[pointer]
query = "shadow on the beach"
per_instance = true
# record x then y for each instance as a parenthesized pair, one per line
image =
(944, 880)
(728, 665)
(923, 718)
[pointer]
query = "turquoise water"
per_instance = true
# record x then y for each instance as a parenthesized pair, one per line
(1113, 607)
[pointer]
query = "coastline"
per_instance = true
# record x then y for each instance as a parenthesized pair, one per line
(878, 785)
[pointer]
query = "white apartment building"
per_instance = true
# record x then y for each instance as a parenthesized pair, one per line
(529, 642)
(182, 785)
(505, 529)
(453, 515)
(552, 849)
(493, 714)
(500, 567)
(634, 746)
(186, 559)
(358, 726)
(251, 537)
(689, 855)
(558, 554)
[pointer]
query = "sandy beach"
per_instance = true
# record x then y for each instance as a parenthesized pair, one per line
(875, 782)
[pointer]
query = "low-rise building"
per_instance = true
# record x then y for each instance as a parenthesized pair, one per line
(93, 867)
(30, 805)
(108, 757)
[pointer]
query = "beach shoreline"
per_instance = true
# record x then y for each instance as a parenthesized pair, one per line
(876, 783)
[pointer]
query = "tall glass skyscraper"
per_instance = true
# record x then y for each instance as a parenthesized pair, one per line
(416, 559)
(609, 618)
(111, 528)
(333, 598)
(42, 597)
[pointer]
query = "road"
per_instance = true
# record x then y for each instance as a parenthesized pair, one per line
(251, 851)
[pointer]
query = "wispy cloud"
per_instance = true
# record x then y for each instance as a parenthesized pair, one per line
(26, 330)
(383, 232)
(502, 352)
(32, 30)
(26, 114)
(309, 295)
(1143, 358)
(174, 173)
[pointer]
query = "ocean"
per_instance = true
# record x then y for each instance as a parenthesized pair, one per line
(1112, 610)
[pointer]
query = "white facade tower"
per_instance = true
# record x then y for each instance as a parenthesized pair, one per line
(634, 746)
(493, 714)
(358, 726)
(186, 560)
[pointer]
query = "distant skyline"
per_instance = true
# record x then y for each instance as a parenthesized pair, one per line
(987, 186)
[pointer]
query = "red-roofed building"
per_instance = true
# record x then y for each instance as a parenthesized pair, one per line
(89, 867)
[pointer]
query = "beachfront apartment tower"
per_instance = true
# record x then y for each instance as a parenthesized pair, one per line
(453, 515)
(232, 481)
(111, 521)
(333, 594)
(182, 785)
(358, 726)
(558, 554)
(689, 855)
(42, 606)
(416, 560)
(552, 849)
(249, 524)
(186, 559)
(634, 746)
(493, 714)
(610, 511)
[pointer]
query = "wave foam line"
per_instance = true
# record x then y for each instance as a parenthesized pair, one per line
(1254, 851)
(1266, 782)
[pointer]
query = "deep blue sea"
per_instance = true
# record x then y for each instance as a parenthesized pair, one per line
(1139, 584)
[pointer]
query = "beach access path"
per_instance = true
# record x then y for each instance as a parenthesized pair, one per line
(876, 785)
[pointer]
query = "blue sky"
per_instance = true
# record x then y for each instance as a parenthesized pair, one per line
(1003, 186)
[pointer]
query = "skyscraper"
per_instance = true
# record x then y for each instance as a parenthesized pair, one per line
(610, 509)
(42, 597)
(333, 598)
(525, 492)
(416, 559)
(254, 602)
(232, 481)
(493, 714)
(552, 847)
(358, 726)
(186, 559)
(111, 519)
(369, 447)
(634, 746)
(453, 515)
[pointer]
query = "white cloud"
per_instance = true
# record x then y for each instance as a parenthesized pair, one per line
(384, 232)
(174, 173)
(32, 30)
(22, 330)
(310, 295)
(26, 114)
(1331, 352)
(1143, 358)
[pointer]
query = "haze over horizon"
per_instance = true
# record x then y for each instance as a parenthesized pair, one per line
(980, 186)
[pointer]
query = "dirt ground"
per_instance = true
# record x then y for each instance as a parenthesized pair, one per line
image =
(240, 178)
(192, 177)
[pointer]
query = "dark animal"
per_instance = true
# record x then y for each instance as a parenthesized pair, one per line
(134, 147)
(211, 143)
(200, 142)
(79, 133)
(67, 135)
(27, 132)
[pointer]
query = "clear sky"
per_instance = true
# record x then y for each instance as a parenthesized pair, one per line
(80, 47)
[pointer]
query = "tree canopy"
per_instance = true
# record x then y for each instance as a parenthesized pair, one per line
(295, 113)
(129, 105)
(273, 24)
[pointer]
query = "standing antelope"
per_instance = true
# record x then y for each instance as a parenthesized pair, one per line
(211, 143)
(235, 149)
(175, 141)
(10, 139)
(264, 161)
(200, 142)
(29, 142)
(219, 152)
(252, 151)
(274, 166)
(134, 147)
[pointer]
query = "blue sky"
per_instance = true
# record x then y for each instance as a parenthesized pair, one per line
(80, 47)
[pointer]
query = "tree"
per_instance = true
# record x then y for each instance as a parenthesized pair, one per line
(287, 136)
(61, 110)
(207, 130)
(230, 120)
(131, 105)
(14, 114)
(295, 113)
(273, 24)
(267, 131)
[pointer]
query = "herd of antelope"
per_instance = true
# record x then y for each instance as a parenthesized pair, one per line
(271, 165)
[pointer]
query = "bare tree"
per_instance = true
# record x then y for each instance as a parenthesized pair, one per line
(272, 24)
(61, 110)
---+---
INSTRUCTIONS FOR THE TASK >> Would you count the lines in the data that include the word "tower" and reply with only the number?

WRITTEN SOLUTION >> 2